Ussindonesia.co.id, JAKARTA — Bank Indonesia (BI) mengambil langkah proaktif dengan memperkuat insentif kebijakan makroprudensial (KLM). Kebijakan ini dirancang untuk memacu pertumbuhan kredit dan mempercepat transmisi penurunan suku bunga perbankan, sejalan dengan arah kebijakan moneter yang telah ditetapkan. Insentif ini akan mulai berlaku efektif pada 1 Desember 2025, menandai babak baru dalam upaya BI mendorong stabilitas dan pertumbuhan ekonomi.
Direktur Departemen Kebijakan Makroprudensial BI, Irman Robinson, menjelaskan bahwa penguatan insentif KLM ini akan terbagi dalam dua skema utama yang saling melengkapi. Kedua skema ini diharapkan dapat memberikan dorongan signifikan bagi perbankan nasional untuk lebih agresif dalam menyalurkan pembiayaan dan menyesuaikan suku bunganya.
Skema pertama adalah melalui jalur kredit atau pembiayaan, atau yang dikenal sebagai lending channel. Irman menerangkan bahwa skema ini dirancang khusus agar perbankan memiliki ruang likuiditas yang lebih lapang. Ruang ini penting untuk menyalurkan kredit sesuai dengan komitmen pertumbuhan yang telah mereka tetapkan. BI sendiri melaporkan bahwa pertumbuhan kredit baru mencapai 7,7% secara tahunan pada September 2025. Angka ini, menurut bank sentral, masih belum memuaskan sehingga perlu terus didorong.
“Sekarang kita berpikir bagaimana mendorong pertumbuhan kredit yang lebih kuat. Tentunya bank-bank sudah punya komitmen pertumbuhan kredit dalam rencana bisnis mereka setiap kuartalnya. Nah kita kasih insentifnya berdasarkan komitmen itu,” ujar Irman dalam Pelatihan Wartawan BI di Bukittinggi, Jumat (24/10/2025). Ia menjelaskan, insentif ini diberikan secara upfront atau di awal, berlandaskan laporan komitmen penyaluran kredit yang disampaikan oleh masing-masing bank. Pendekatan ini merupakan forward looking assessment, di mana BI memberikan dukungan likuiditas terlebih dahulu untuk membantu pencapaian target pertumbuhan kredit yang sudah direncanakan.
Meski demikian, terdapat mekanisme penyesuaian. Jika realisasi penyaluran kredit tidak sesuai dengan komitmen awal, BI akan melakukan koreksi pada kuartal berikutnya. Irman menegaskan bahwa tujuan utama kebijakan ini adalah memastikan perbankan memiliki likuiditas yang memadai untuk menopang ekspansi kredit. Prioritas diberikan pada bank-bank yang masih memiliki ruang risiko dan kapasitas untuk menyalurkan pembiayaan ke sektor-sektor produktif yang krusial bagi perekonomian.

Soal A:
Jawab pertanyaan berikut berdasarkan artikel tentang insentif makroprudensial BI.
(i) Kapan penguatan insentif KLM mulai berlaku efektif?
(ii) Berapa pertumbuhan kredit secara tahunan yang dilaporkan BI pada September 2025?
(iii) Dalam acara apa dan di kota mana Irman Robinson menyampaikan penjelasannya?
Soal B: Salin bagian artikel tentang insentif makroprudensial BI mulai dari "Skema pertama adalah" sampai "perlu terus didorong.".
Soal C: Teruskan artikel tentang insentif makroprudensial BI, dimulai setelah kalimat terakhirnya.

Data Hasil Ekstraksi:

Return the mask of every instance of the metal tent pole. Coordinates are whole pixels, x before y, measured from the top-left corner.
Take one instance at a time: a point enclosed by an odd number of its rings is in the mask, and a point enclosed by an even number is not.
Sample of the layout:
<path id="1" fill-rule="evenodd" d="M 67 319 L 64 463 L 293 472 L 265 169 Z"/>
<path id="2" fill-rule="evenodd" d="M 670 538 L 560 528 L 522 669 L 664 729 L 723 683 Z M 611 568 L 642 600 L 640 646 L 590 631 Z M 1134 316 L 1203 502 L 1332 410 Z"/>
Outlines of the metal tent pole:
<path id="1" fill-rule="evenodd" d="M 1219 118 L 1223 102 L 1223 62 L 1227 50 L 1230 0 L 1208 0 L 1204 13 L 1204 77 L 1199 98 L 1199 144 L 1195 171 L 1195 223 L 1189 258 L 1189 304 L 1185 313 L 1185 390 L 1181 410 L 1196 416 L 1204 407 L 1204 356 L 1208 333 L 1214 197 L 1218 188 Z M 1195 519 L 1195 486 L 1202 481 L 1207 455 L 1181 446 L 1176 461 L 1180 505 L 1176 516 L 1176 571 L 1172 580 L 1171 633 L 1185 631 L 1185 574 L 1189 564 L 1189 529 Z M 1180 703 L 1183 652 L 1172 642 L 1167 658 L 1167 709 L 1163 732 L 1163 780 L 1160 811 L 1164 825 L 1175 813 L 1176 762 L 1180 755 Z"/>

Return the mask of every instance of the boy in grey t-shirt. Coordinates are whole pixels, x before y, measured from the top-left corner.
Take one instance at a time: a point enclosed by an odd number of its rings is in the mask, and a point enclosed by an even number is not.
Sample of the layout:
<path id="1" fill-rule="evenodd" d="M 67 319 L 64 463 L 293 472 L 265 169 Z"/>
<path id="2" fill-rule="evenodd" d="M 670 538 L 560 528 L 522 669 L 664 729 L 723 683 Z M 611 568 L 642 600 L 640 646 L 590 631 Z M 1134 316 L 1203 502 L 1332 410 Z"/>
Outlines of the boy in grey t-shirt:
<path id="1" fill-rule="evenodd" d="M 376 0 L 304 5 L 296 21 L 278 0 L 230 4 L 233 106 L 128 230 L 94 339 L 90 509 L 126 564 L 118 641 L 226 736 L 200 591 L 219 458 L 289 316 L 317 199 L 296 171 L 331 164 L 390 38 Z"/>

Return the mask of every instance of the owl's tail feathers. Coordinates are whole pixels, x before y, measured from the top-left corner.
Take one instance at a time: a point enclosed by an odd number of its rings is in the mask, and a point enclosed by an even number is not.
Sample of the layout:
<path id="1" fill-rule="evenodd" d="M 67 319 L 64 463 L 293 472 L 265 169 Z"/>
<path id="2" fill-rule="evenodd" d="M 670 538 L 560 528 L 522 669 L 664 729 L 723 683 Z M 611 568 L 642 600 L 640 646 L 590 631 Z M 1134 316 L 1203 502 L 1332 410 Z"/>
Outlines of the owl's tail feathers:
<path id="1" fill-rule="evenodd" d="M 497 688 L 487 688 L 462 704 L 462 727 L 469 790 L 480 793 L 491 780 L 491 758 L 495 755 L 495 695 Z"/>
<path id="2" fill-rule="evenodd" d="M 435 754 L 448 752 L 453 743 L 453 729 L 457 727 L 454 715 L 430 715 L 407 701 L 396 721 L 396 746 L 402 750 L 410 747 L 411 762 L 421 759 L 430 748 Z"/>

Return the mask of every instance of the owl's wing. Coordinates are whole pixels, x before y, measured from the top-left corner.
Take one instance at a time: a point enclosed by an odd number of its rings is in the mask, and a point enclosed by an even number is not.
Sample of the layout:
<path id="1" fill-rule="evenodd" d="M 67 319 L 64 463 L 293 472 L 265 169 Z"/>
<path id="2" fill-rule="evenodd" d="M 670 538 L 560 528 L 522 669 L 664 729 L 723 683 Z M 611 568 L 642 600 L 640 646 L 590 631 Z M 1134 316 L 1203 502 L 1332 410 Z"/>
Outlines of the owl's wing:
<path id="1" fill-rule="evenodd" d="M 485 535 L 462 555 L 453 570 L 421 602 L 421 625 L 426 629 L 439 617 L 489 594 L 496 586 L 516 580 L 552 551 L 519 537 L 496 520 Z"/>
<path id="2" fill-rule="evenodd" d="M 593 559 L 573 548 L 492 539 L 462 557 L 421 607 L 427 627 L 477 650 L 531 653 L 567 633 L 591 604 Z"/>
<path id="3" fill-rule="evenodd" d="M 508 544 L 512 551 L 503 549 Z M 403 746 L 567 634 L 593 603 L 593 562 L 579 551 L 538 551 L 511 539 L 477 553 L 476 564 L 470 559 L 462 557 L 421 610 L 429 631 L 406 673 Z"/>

Hasil Latihan A:
(i) 1 Desember 2025.
(ii) 7,7%.
(iii) Pelatihan Wartawan BI di Bukittinggi.

Hasil Latihan B:
Skema pertama adalah melalui jalur kredit atau pembiayaan, atau yang dikenal sebagai lending channel. Irman menerangkan bahwa skema ini dirancang khusus agar perbankan memiliki ruang likuiditas yang lebih lapang. Ruang ini penting untuk menyalurkan kredit sesuai dengan komitmen pertumbuhan yang telah mereka tetapkan. BI sendiri melaporkan bahwa pertumbuhan kredit baru mencapai 7,7% secara tahunan pada September 2025. Angka ini, menurut bank sentral, masih belum memuaskan sehingga perlu terus didorong.

Hasil Latihan C:
Insentif melalui lending channel ini secara spesifik ditujukan untuk penyaluran kredit ke empat sektor prioritas, dengan total maksimal KLM yang dapat diterima mencapai 5% dari dana pihak ketiga (DPK) bank. Perinciannya adalah sebagai berikut:
- Penyaluran kredit ke sektor Pertanian, Industri & Hilirisasi akan mendapatkan KLM sebesar 1,5%.
- Penyaluran kredit ke sektor Jasa (termasuk ekonomi kreatif) akan mendapatkan KLM sebesar 0,6%.
- Penyaluran kredit ke sektor Perumahan akan mendapatkan KLM sebesar 1,4%.
- Penyaluran kredit ke sektor UMKM, Koperasi, Inklusi, dan Berkelanjutan akan mendapatkan KLM sebesar 1,5%.
Skema kedua adalah melalui jalur transmisi suku bunga, atau interest rate channel. Irman mengidentifikasi bahwa transmisi penurunan suku bunga kebijakan atau BI Rate ke suku bunga perbankan masih bergerak lambat. Fakta menunjukkan bahwa bank sentral telah memangkas BI Rate sebesar 150 basis poin (bps), dari 6,25% menjadi 4,75% dalam setahun terakhir. Namun, di sisi lain, suku bunga kredit perbankan baru turun sekitar 15 bps sejak awal 2025, menjadi 9,05% pada September.
“Tentunya kita ingin dorong supaya transmisinya bisa lebih cepat sehingga kita akan apresiasi, kita akan memberikan insentif yang lebih besar ke bank-bank yang lebih cepat menyesuaikan suku bunga kreditnya sejalan dengan arah kebijakan suku bunga kebijakan Bank Indonesia,” ungkap Irman. Skema ini dihitung berdasarkan elastisitas suku bunga kredit terhadap BI Rate, dengan formula: Elastisitas = (% Perubahan Lending Rate) / (% Perubahan BI Rate). Bank dengan nilai elastisitas yang memenuhi kriteria akan memperoleh apresiasi berupa insentif.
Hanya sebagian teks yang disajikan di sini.